● **INPUT DATA**:
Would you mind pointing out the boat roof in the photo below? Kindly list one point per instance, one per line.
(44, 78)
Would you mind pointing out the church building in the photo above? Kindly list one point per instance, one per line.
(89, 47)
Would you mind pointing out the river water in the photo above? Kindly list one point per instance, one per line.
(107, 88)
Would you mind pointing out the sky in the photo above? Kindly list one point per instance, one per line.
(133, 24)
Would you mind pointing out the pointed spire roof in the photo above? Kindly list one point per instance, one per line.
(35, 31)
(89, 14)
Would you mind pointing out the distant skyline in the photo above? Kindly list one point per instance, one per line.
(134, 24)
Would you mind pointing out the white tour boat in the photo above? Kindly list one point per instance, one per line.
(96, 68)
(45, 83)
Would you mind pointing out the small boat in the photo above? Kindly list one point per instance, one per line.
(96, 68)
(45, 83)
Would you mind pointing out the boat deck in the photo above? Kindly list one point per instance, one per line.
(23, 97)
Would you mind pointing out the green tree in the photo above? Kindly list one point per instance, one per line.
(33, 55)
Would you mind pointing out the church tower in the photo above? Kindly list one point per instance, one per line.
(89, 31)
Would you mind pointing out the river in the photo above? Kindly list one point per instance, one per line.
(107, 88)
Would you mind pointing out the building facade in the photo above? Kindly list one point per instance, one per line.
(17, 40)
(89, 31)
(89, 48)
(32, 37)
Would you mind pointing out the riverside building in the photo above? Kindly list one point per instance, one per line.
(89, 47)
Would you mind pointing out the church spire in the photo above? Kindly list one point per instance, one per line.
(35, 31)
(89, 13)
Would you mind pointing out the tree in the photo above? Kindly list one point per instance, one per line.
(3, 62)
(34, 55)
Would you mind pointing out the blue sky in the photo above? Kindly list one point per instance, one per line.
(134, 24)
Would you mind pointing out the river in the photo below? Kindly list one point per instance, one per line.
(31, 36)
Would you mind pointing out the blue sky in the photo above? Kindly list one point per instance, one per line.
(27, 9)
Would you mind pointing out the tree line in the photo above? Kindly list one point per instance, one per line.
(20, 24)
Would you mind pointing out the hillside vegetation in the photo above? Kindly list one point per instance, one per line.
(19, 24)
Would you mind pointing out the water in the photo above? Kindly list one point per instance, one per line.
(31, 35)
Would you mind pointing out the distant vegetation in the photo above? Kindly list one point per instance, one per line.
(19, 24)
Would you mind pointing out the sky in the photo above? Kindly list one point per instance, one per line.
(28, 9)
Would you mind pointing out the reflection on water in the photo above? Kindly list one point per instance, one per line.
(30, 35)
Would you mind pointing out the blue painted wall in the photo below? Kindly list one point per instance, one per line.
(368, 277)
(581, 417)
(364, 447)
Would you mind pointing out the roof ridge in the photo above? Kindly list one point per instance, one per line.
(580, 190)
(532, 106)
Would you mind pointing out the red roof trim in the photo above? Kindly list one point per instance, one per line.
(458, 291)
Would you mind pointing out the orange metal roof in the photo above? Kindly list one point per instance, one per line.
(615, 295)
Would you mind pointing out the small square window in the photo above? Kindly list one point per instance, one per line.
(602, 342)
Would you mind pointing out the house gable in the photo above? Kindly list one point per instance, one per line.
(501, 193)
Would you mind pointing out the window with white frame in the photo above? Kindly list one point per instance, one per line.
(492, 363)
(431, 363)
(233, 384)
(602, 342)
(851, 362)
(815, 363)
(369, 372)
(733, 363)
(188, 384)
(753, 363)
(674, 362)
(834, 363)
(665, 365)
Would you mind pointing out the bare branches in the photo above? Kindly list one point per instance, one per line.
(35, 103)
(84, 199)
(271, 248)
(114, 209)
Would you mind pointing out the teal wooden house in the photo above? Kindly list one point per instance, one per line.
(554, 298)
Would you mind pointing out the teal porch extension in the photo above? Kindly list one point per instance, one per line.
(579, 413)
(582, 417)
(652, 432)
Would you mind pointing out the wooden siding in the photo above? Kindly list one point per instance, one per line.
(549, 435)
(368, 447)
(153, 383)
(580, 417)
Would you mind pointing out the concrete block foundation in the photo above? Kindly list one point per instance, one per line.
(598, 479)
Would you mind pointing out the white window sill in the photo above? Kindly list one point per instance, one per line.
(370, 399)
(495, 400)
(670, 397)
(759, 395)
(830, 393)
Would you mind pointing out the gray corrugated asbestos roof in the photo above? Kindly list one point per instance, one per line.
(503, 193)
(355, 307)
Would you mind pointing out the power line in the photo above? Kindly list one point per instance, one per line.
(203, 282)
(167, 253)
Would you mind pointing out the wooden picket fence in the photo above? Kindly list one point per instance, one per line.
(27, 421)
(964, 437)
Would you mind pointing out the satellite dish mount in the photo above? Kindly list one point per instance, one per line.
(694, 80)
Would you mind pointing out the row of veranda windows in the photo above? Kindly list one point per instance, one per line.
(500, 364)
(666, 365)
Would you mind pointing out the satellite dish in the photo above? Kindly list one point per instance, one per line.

● **ASSIGNMENT**: Keep every word the same and copy out all of the entries.

● **ANSWER TO THIS PROBLEM**:
Would you mind pointing out the boat roof in the photo below? Kindly list one point per instance, one per line.
(44, 78)
Would you mind pointing out the church building in the photo above? Kindly list one point per instance, one per line.
(89, 47)
Would you mind pointing out the river water in the photo above? Kindly list one point per instance, one per line.
(107, 88)
Would you mind pointing out the sky in the photo above? Kindly list one point per instance, one per line.
(133, 24)
Would you mind pointing out the pointed spire roof in the photo above? Kindly list one point per instance, one per line.
(35, 31)
(89, 14)
Would you mind pointing out the distant skyline in the photo above? Kindly list one point per instance, one per line.
(134, 24)
Would you mind pointing out the white tour boat in the photo above? Kindly list one point per instance, one per line.
(96, 68)
(45, 83)
Would you mind pointing out the small boat in the photo above? Kindly list one point per instance, one per line.
(96, 68)
(45, 83)
Would you mind pointing out the boat deck in the photo above? Kindly list one point per instance, one per line.
(23, 97)
Would you mind pointing out the green tree in the photo above? Kindly list one point per instance, one per line.
(33, 55)
Would you mind pointing out the church tower in the photo above? Kindly list one point per instance, one per line.
(89, 31)
Would you mind pointing out the river in the photo above? Kindly list one point per instance, one per line.
(107, 88)
Would you mind pointing out the building facade in the photo above? Kindly list one point per instance, one per line.
(17, 40)
(89, 31)
(89, 48)
(32, 37)
Would you mind pointing out the riverside building in the photo above? Kindly list one point per instance, one per line.
(89, 47)
Would you mind pointing out the church spire in the photo above? Kindly list one point per instance, one per line.
(35, 31)
(89, 13)
Would you mind pointing out the tree in the photo above? Kindly list one point per instance, one per line.
(3, 62)
(34, 55)
Would you mind pointing out the blue sky in the photo above? Kindly list one point per instance, one per line.
(134, 24)
Would you mind pointing out the river in the photo below? Kindly list one point per instance, one per line.
(31, 36)
Would you mind pointing out the blue sky in the photo above? Kindly list one point per instance, one per line.
(27, 9)
Would you mind pointing out the tree line in the photo above? Kindly list one point per instance, one per line.
(20, 24)
Would you mind pointing out the hillside vegetation in the photo above? Kindly list one point per instance, one per line.
(19, 24)
Would you mind pointing out the water in the photo above? Kindly list one point per instance, one per line.
(31, 35)
Would you mind pointing out the distant vegetation in the photo above? Kindly list one point per instance, one per line.
(19, 24)
Would you mind pointing out the sky in the photo above? Kindly list one point per instance, one per line.
(28, 9)
Would you mind pointing out the reflection on water in the photo above? Kindly list one point per instance, one per line.
(30, 35)
Would you mind pointing out the blue painted wall in the photo below? Kindly list one point per instance, one per line.
(368, 277)
(581, 417)
(364, 447)
Would you mind pointing out the roof ridge in the photo above? Kindly list one point per instance, one per line.
(580, 190)
(532, 106)
Would you mind pointing out the red roof trim in the photo above? Kindly list one point per instance, one per line.
(458, 291)
Would you mind pointing out the orange metal roof in the photo above? Kindly list one point per instance, one per line.
(615, 295)
Would you mind pointing out the small square window in the photo above? Kindly list one point per instance, one per line.
(602, 342)
Would you mind pointing out the house gable in the photo above? Kindly list one point per instance, one per line.
(501, 193)
Would you mind pointing out the window with white frame in the photo above? Kindly list one point per instance, one per line.
(492, 363)
(431, 363)
(233, 384)
(602, 342)
(851, 362)
(815, 363)
(369, 372)
(733, 363)
(188, 384)
(753, 363)
(674, 362)
(834, 363)
(665, 365)
Would you mind pointing out the bare branches in the photo above? Kindly list one point per instance, one per line.
(35, 103)
(84, 199)
(271, 248)
(114, 209)
Would you mind pointing out the teal wooden house in the photo above? Kindly list one point per instance, one per line.
(554, 298)
Would you mind pointing out the teal porch extension in the photo above? Kindly list one point per instance, one per line.
(579, 413)
(582, 417)
(652, 432)
Would you mind pointing out the wooden siding in the photo above? Kindly list one point per instance, one per line.
(549, 435)
(368, 447)
(153, 383)
(580, 417)
Would you mind pointing out the concrete block foundation in the photo above? Kindly list one point per instance, one per line.
(598, 479)
Would you mind pointing out the white window sill in the photo above? Kindly list one point per instance, one per line.
(370, 399)
(495, 400)
(670, 397)
(759, 395)
(830, 393)
Would you mind pointing out the gray corrugated asbestos roof in the photo above? Kindly list one point per instance, one per line.
(503, 193)
(355, 307)
Would you mind pointing out the power line in the photo above? Kindly list one point per instance, one per line.
(203, 282)
(167, 253)
Would you mind pointing out the wooden picket fence in the photo above? Kindly list one point per instance, one per line.
(27, 421)
(964, 437)
Would you mind pointing out the satellite dish mount in the photo above? Kindly list one point per instance, one per line.
(694, 80)
Would you mind pointing out the row of veranda windows in the photo above? Kindly list one point per instance, one per line.
(500, 364)
(666, 365)
Would you mind pointing out the satellite dish in the photo above? Kindly list one point per instance, one per line.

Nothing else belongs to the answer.